▶ Input rows

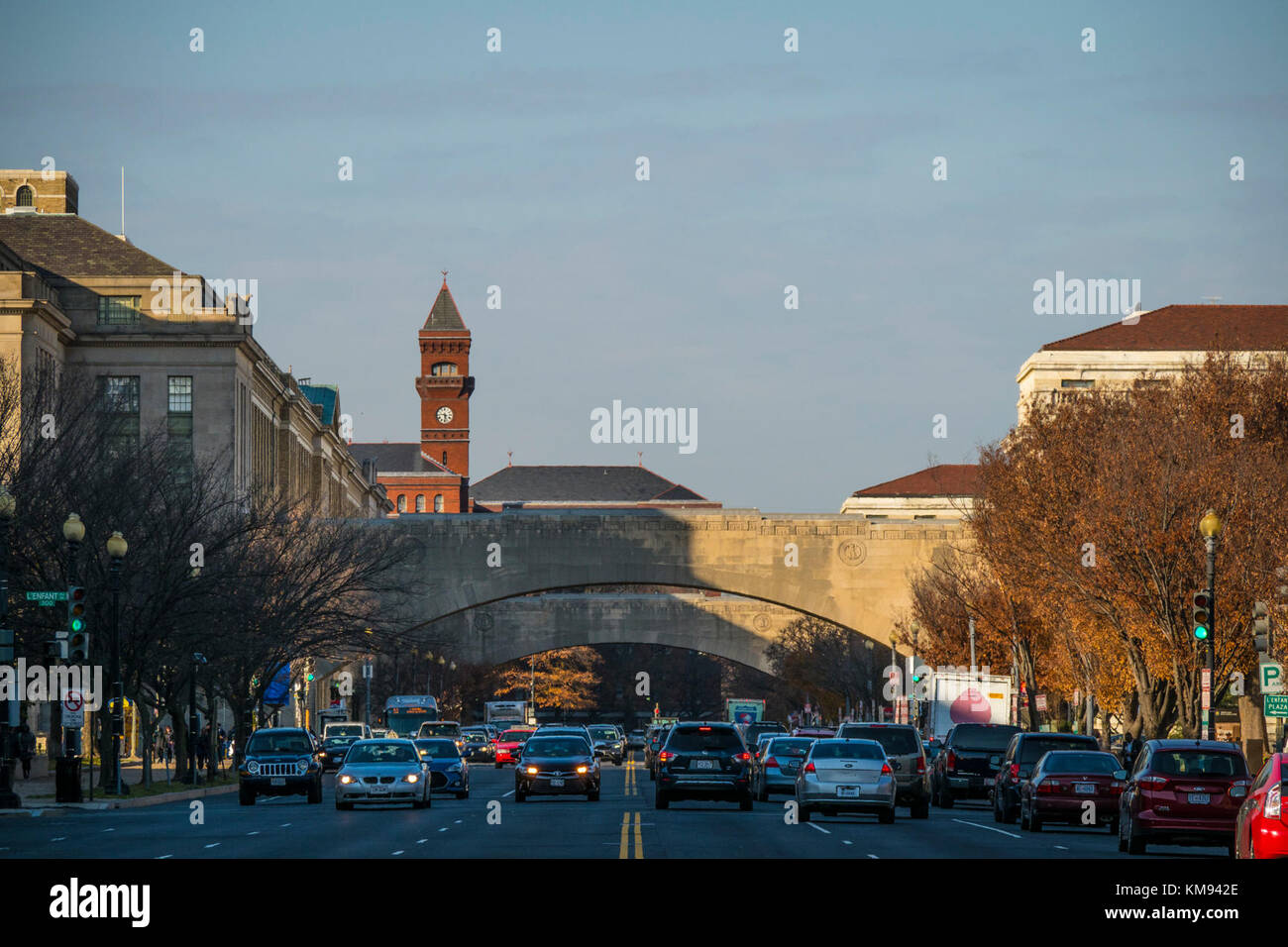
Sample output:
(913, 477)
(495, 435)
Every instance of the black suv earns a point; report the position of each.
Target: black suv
(279, 762)
(1021, 754)
(703, 761)
(967, 764)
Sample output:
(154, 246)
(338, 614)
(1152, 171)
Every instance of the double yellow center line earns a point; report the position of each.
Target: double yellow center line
(625, 849)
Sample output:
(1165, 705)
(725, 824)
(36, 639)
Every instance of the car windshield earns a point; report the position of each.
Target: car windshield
(1068, 762)
(1033, 748)
(793, 746)
(437, 749)
(555, 746)
(277, 742)
(1197, 763)
(380, 753)
(897, 741)
(699, 738)
(980, 737)
(846, 750)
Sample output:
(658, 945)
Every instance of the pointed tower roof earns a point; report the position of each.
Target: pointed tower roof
(445, 315)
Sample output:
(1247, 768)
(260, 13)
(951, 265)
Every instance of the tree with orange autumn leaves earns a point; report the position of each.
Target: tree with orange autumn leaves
(1085, 551)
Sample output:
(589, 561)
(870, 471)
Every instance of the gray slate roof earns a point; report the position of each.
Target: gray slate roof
(557, 483)
(68, 245)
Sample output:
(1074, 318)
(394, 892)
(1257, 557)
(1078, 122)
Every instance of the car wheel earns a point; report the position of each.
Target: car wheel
(1134, 844)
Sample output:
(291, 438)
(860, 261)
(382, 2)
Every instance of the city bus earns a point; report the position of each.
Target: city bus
(406, 712)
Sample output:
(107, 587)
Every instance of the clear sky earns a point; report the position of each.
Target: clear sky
(768, 169)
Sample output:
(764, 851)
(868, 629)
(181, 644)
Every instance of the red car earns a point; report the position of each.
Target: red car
(509, 746)
(1064, 781)
(1262, 826)
(1183, 791)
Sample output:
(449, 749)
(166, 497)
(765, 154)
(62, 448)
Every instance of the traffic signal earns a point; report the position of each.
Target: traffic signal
(1261, 639)
(1201, 616)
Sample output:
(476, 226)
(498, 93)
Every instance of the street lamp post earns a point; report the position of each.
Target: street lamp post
(116, 551)
(8, 725)
(1211, 530)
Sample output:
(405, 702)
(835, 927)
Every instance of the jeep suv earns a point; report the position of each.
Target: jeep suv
(703, 761)
(901, 742)
(279, 762)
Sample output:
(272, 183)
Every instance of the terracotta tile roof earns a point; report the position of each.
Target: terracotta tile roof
(445, 315)
(941, 479)
(68, 245)
(1189, 329)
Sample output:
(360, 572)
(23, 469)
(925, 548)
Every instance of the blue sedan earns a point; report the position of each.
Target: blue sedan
(449, 772)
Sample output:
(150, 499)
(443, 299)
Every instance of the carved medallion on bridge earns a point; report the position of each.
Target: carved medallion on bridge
(851, 552)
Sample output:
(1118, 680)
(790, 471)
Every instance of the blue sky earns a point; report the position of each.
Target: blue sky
(768, 169)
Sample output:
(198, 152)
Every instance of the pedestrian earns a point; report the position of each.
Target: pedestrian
(26, 749)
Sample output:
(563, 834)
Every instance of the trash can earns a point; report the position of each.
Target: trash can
(67, 780)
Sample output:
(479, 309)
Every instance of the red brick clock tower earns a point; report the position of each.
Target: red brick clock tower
(445, 385)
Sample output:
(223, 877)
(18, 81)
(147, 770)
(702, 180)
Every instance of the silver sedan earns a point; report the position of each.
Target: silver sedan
(845, 776)
(382, 772)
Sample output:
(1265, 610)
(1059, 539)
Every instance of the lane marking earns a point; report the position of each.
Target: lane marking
(1000, 831)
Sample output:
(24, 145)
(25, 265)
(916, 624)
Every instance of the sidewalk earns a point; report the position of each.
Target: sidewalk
(38, 792)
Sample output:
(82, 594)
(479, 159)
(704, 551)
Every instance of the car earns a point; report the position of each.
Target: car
(478, 746)
(1261, 830)
(507, 746)
(1021, 753)
(967, 764)
(608, 742)
(901, 742)
(381, 772)
(703, 761)
(776, 767)
(449, 771)
(279, 762)
(1061, 784)
(840, 776)
(1183, 791)
(557, 764)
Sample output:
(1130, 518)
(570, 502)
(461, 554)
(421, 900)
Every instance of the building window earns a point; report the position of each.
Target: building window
(119, 311)
(119, 397)
(179, 425)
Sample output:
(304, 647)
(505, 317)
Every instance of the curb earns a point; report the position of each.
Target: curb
(33, 810)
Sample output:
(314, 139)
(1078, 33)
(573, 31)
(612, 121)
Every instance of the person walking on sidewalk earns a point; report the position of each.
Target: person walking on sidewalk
(26, 749)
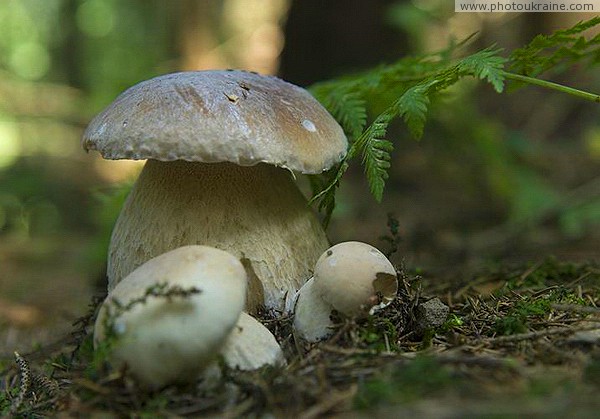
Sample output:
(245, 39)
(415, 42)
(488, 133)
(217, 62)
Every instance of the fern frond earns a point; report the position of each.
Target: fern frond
(566, 46)
(412, 107)
(348, 108)
(406, 88)
(486, 65)
(324, 187)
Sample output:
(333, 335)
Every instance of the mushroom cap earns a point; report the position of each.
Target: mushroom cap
(219, 116)
(251, 346)
(162, 340)
(312, 314)
(355, 278)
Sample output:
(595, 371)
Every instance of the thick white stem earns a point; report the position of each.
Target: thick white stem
(256, 213)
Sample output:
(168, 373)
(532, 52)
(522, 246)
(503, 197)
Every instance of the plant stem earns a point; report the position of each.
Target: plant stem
(555, 86)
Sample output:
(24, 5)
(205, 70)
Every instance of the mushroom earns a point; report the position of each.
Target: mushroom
(221, 147)
(353, 278)
(251, 346)
(169, 318)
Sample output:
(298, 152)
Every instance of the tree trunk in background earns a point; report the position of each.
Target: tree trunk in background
(325, 39)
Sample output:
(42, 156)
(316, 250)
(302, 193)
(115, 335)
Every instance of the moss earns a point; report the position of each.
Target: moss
(421, 377)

▶ Instructions for the task
Show every line of the records above that contains the string "city", matching case exactly.

▶ Full answer
Every instance of the city bus earns a point; report the position of each.
Target: city bus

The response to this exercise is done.